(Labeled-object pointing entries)
-=-=-
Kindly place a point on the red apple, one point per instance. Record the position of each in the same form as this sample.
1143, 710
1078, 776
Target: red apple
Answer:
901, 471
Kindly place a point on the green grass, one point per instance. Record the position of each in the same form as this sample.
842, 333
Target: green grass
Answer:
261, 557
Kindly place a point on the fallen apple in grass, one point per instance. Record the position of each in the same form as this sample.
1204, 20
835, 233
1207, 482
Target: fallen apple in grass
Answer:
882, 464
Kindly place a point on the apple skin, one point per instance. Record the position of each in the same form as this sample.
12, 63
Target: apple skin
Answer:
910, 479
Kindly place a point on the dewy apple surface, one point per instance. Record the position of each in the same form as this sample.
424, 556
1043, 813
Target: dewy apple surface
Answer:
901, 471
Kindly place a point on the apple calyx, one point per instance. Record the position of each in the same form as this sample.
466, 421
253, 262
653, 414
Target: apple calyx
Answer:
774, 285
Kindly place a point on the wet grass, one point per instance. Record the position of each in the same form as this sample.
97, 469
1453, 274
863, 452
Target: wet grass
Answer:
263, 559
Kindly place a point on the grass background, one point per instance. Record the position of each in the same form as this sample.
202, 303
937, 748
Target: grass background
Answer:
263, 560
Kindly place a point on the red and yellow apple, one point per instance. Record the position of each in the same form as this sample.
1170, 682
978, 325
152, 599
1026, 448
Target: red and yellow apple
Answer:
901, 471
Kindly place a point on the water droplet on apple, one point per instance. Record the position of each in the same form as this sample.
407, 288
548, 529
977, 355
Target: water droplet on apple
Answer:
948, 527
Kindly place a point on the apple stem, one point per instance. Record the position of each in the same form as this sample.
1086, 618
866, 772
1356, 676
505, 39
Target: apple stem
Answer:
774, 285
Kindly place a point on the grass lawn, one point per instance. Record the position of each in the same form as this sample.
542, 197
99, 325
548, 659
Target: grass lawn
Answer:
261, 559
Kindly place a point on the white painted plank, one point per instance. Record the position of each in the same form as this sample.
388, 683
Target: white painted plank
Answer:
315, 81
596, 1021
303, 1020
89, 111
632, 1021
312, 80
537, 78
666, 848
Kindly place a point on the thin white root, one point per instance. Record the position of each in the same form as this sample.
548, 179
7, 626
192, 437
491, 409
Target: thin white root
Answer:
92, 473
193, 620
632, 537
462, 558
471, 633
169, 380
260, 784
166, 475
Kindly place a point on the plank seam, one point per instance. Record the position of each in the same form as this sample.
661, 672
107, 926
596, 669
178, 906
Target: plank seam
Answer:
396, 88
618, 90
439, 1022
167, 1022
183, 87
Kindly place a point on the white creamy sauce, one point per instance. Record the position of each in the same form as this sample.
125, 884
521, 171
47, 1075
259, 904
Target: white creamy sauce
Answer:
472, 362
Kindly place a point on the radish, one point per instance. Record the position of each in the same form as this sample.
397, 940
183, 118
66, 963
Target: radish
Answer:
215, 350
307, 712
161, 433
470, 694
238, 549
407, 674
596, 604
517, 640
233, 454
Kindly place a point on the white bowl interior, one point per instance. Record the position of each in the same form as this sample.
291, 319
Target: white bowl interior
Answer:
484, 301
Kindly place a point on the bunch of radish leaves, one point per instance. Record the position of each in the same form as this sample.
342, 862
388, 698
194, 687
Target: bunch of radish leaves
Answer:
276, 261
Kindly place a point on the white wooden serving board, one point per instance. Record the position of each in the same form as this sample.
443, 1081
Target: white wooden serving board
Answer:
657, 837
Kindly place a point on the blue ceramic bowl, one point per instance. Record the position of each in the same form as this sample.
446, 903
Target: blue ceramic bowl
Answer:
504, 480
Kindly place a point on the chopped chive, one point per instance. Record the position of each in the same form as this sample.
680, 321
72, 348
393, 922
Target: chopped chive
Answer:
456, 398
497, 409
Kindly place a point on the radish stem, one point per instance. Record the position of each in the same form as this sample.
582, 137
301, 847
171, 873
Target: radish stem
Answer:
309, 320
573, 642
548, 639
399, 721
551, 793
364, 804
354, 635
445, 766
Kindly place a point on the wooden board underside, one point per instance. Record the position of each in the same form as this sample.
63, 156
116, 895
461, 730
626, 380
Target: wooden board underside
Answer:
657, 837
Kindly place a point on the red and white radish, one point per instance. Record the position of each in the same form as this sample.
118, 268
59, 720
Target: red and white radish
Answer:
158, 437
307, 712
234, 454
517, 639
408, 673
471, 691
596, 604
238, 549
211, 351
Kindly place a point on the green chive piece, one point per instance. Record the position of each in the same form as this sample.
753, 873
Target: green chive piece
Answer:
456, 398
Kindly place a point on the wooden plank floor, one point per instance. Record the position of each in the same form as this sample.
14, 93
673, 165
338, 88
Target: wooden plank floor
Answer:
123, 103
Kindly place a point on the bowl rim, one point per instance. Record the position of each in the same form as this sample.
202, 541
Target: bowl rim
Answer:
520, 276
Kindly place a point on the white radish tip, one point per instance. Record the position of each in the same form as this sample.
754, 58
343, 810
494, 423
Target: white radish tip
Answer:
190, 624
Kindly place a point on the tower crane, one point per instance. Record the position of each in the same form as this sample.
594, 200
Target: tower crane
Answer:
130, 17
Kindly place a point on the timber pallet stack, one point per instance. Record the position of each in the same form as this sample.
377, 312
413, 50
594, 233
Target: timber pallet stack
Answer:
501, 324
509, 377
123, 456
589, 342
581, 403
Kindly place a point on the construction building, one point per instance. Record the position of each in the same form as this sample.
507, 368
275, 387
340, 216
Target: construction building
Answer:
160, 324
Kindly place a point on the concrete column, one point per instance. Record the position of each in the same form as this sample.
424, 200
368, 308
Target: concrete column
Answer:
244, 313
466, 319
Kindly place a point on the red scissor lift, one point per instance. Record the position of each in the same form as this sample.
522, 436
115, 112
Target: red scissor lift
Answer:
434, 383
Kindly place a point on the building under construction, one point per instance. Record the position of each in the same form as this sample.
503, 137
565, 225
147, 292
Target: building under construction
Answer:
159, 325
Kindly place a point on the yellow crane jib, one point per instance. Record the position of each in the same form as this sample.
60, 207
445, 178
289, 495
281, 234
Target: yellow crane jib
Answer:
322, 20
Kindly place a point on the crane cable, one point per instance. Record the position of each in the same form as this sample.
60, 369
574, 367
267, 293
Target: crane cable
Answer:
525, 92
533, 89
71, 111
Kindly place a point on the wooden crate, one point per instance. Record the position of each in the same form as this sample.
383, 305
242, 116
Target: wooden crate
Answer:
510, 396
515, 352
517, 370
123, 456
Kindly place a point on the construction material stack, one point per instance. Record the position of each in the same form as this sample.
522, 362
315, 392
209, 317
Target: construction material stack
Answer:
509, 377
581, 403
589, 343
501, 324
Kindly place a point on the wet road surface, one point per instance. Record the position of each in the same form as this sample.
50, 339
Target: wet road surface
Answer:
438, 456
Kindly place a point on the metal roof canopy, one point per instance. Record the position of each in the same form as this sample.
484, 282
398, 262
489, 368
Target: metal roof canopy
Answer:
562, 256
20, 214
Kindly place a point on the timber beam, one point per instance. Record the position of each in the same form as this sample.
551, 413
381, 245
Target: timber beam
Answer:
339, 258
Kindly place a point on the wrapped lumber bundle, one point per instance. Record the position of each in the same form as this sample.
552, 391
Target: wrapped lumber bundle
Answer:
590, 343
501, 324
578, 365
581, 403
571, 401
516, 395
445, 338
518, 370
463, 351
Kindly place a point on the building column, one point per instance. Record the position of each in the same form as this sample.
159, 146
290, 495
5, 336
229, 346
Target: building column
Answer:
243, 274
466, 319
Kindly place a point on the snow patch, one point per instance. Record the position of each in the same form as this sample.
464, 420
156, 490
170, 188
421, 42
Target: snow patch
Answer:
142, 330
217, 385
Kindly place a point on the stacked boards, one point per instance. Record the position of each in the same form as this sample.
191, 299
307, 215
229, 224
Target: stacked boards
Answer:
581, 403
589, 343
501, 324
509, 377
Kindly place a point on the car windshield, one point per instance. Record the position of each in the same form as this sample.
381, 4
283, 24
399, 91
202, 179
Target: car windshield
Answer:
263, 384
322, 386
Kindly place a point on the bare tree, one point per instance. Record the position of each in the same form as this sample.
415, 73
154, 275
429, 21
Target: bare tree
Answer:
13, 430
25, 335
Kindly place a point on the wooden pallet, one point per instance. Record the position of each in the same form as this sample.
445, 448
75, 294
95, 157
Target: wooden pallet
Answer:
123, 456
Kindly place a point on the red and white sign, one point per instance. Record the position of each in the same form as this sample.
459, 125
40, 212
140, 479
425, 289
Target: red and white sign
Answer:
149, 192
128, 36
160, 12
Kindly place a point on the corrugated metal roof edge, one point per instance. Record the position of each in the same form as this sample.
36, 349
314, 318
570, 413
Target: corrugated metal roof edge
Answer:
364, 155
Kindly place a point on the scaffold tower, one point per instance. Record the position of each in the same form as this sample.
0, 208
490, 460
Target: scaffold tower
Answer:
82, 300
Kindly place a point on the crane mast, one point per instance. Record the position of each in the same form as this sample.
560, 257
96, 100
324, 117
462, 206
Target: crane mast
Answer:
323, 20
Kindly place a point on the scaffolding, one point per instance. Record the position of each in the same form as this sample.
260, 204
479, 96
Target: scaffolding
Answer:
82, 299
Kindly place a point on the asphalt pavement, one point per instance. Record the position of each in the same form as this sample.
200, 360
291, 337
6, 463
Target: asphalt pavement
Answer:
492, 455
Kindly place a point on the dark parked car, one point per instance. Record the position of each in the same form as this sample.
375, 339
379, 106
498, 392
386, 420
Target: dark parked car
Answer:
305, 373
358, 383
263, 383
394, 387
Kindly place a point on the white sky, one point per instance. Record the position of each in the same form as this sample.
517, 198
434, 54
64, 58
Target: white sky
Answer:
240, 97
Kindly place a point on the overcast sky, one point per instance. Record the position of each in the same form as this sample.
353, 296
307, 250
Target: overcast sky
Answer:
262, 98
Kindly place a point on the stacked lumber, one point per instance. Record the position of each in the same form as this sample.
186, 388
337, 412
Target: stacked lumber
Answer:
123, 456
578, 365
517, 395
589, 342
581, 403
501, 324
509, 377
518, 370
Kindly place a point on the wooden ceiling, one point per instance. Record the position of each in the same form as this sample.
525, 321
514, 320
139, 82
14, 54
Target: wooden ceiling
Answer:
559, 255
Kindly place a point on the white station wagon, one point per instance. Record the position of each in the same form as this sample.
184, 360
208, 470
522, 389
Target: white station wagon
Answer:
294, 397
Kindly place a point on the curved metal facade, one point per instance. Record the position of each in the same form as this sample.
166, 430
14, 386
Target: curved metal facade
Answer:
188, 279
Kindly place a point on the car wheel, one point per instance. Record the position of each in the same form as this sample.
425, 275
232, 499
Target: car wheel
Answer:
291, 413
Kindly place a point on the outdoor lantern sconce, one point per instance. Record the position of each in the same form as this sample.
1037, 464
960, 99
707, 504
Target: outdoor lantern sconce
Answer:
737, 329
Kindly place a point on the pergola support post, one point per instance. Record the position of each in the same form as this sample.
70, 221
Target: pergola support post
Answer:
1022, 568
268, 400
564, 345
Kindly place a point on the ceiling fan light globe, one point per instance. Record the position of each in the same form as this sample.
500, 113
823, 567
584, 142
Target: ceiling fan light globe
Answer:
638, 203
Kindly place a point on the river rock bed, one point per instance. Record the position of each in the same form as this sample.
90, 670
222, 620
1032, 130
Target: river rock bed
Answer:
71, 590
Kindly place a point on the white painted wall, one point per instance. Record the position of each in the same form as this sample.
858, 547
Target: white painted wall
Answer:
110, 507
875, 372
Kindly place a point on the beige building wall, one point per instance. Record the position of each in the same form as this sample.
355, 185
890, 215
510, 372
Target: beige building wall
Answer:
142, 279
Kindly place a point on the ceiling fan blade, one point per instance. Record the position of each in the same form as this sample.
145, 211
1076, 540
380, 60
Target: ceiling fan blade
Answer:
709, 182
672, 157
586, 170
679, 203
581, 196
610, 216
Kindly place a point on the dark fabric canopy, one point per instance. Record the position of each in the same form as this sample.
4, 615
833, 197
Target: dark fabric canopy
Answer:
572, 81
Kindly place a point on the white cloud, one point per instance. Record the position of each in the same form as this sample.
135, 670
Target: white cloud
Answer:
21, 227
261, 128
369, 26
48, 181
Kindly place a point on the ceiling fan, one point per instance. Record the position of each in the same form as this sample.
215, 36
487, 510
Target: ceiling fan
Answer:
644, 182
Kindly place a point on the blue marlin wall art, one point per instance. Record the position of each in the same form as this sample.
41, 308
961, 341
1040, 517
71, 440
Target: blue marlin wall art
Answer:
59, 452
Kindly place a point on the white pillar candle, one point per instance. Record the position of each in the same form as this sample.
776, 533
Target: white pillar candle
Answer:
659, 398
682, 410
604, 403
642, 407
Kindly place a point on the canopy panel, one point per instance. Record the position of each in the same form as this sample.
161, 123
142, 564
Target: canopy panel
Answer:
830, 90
-=-=-
** Prompt **
Write out the lines above, starting at the line that contains "Kindly place a point on the ceiling fan, one" and ending with the final line, and nothing else; copy them exactly.

** Solved exercise **
Kindly place a point on the ceiling fan, one point per instance. Record the position of each in the same form as this sample.
215, 36
487, 510
Target: ceiling fan
Answer:
644, 182
Kindly place a point on the blue marlin wall art, one point per instance. Record the position of each in the same form as this sample.
41, 308
961, 341
1040, 517
71, 440
Target: blue marlin wall art
Answer:
59, 452
Kindly place a point on the white pillar candle, one point per instance. Record the position of each in the same form as this sample.
776, 533
Target: white pillar candle
Answer:
659, 398
682, 410
604, 403
642, 407
Kindly place a point on the canopy panel, one point per instance. Record the position of each in the same form as this sample.
161, 123
142, 564
Target: canopy panel
Answer:
830, 90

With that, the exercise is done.